══ RECORDS SHOWN

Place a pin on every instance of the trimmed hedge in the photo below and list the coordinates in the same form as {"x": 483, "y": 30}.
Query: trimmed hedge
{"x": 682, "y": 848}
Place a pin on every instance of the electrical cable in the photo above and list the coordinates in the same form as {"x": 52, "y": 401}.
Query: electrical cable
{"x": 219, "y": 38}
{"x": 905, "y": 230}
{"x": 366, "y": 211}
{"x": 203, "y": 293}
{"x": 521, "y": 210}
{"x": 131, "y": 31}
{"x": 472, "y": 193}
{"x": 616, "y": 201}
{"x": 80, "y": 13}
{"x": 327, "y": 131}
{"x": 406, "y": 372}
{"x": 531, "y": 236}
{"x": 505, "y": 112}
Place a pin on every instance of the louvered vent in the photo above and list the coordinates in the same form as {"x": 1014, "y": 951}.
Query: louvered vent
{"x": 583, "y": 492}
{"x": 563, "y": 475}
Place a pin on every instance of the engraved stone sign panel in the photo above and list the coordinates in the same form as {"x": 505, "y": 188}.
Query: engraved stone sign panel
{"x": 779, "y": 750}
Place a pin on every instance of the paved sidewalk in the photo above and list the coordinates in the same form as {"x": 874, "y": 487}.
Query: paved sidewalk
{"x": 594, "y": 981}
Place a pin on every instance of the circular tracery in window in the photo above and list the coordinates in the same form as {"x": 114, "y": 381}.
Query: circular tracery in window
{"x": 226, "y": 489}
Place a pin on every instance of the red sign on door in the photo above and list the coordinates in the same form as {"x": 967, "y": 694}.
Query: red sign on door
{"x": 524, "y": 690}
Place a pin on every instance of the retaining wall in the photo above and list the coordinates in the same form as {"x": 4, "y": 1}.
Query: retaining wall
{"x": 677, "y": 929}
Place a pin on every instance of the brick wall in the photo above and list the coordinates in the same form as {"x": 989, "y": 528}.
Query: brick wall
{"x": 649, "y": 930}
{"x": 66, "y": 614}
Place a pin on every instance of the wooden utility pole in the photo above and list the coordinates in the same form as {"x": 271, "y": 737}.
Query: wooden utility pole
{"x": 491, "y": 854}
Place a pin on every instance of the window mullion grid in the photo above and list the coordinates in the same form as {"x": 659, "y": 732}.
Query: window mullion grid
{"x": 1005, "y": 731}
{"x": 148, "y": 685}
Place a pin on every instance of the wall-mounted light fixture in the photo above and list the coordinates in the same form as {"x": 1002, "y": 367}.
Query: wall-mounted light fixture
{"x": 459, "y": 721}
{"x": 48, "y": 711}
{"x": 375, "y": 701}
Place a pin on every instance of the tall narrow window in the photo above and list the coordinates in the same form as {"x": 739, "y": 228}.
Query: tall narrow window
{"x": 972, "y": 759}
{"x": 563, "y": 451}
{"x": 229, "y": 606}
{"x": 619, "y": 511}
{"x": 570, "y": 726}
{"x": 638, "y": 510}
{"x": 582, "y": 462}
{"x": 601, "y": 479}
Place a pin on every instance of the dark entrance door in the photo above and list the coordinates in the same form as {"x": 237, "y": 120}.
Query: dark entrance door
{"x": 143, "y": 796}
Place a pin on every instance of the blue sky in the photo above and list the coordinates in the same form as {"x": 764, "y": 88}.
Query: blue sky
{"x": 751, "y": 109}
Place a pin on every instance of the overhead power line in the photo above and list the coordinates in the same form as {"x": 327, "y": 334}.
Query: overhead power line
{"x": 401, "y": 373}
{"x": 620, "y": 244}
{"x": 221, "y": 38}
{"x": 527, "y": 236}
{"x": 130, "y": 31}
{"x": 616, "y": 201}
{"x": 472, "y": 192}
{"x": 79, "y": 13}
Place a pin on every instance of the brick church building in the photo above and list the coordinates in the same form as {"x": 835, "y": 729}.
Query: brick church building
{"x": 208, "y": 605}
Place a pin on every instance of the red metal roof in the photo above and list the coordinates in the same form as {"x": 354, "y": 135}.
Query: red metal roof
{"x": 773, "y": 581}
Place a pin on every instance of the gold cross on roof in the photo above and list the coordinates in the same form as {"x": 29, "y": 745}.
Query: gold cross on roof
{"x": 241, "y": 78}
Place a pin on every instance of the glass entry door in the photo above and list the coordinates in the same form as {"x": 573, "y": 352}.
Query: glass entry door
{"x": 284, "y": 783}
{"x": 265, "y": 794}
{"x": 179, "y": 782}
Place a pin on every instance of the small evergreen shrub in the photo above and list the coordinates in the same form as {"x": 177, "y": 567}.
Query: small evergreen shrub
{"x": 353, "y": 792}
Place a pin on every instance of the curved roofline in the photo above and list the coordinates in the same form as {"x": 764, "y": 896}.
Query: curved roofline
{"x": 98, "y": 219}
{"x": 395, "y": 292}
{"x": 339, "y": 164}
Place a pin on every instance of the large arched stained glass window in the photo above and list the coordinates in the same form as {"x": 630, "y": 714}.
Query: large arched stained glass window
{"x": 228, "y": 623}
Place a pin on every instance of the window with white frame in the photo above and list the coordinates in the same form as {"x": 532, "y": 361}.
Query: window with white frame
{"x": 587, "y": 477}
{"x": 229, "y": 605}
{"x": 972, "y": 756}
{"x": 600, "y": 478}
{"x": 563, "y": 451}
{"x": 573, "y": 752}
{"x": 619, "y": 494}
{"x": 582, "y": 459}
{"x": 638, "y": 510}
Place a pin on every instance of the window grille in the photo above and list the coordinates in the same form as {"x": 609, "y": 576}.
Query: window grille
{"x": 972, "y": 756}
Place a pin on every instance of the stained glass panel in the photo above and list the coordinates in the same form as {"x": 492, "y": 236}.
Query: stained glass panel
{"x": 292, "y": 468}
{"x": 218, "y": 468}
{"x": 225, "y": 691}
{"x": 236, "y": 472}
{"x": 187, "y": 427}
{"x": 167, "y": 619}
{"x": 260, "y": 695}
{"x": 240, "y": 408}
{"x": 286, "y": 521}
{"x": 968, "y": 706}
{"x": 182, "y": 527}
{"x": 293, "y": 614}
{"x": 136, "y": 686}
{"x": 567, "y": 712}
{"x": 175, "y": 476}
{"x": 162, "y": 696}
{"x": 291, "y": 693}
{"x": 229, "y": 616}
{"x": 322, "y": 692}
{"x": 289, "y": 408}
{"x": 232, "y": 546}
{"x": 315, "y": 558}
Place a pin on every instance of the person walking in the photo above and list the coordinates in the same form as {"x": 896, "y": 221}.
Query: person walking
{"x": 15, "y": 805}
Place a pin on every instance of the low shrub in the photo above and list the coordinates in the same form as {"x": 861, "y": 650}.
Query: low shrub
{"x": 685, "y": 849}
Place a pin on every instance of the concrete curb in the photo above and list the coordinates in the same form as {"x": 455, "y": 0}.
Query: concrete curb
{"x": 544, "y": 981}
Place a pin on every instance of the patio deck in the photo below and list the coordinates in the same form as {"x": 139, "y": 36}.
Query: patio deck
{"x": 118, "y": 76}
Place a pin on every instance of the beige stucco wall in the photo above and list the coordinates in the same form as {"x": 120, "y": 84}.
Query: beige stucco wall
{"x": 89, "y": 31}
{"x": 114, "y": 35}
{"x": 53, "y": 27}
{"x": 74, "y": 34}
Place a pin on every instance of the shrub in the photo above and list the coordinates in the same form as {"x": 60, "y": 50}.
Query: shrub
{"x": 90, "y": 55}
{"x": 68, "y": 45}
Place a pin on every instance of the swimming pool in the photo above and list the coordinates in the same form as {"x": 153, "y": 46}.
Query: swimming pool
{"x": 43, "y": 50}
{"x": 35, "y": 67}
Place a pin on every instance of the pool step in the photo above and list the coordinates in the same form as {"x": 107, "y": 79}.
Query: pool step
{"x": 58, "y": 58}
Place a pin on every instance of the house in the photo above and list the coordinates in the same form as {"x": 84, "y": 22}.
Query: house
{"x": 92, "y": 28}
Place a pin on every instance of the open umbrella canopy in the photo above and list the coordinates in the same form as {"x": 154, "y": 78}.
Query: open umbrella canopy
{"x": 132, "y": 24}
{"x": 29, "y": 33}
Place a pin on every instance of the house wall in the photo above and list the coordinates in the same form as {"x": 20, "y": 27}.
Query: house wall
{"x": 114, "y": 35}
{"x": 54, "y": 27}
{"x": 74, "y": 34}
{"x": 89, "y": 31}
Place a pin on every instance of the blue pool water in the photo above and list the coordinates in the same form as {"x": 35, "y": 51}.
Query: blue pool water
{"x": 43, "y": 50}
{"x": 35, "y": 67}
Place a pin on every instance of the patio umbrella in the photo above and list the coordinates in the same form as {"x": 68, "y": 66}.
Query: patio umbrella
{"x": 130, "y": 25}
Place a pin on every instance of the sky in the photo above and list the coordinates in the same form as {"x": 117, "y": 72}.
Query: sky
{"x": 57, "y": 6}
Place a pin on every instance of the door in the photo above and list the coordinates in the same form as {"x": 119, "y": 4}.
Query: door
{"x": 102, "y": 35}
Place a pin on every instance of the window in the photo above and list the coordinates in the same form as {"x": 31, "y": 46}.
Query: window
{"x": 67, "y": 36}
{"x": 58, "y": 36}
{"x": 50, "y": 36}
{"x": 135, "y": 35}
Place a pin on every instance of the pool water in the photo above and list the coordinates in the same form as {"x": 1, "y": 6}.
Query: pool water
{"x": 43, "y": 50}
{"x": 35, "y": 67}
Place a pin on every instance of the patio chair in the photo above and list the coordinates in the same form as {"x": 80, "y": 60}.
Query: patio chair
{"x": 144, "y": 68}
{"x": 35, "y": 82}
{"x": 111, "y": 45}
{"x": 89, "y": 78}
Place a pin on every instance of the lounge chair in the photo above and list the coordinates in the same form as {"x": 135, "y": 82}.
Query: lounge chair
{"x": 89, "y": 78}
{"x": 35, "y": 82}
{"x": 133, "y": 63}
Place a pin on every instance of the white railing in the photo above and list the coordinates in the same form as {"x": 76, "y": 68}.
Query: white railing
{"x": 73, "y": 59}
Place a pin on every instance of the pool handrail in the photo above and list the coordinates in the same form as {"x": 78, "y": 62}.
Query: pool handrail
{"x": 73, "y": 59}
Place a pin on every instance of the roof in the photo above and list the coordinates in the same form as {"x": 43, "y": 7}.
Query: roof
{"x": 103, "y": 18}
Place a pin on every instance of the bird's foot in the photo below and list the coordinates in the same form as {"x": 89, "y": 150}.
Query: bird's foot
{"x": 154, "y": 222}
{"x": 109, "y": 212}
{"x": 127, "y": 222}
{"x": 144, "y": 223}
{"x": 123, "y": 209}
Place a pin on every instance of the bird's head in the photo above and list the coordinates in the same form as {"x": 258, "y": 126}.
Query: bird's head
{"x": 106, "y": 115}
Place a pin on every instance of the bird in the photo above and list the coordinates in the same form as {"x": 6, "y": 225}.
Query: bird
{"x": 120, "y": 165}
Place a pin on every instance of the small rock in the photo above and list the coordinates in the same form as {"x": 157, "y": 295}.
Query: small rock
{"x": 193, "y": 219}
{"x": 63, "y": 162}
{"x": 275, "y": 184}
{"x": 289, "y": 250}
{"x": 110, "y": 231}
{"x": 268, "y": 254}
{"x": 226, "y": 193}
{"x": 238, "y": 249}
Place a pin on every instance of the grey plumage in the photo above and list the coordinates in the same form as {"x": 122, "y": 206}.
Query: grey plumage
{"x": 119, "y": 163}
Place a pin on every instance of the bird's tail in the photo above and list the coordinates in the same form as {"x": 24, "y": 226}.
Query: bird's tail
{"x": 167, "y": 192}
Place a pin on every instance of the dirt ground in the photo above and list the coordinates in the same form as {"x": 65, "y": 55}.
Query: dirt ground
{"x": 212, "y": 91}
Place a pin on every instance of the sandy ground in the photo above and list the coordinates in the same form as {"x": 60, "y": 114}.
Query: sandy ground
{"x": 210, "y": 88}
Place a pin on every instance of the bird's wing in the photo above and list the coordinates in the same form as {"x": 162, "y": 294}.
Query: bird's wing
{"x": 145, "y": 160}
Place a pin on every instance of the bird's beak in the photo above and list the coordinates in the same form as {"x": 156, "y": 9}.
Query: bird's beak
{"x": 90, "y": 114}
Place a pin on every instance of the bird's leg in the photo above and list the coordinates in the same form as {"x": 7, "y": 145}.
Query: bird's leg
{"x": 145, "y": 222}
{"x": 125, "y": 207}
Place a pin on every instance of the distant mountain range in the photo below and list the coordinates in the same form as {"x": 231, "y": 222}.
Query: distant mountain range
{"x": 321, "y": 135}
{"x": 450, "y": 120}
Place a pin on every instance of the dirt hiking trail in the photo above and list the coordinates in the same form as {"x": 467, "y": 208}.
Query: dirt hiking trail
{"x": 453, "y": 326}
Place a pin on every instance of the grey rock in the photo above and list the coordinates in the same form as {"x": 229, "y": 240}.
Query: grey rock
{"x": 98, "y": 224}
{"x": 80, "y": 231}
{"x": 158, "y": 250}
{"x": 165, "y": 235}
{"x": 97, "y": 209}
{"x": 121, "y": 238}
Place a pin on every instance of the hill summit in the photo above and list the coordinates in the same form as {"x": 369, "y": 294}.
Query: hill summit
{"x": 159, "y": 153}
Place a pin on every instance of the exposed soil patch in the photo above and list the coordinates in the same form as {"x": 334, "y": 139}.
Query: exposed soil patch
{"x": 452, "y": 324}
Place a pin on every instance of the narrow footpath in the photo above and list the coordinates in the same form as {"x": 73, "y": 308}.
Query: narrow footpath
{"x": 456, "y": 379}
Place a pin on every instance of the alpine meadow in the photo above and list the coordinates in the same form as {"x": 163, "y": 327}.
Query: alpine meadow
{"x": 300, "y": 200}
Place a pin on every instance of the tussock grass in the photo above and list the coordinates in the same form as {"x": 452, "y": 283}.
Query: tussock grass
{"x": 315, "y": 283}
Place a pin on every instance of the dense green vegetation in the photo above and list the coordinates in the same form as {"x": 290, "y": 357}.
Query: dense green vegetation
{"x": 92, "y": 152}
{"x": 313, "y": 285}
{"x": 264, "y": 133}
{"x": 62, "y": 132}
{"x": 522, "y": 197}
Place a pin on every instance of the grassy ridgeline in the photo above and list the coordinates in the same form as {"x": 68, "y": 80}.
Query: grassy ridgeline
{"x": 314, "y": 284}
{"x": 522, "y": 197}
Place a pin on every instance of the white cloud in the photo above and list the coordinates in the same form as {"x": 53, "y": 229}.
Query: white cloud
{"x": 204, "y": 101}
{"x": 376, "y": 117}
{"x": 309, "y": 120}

════

Copy the lines that hold the word "below". Take them from the records above.

__YOUR SOLUTION__:
Place a pin on every instance of the trimmed hedge in the photo below and list the coordinates in the same form as {"x": 483, "y": 30}.
Place a pin on every instance of the patio deck in the photo below and list the coordinates in the same form as {"x": 139, "y": 36}.
Place a pin on every instance of the bird's foot in the photo below and list the coordinates in the same form as {"x": 89, "y": 150}.
Place a pin on every instance of the distant mountain range in the photo below and list the coordinates in the same form as {"x": 231, "y": 222}.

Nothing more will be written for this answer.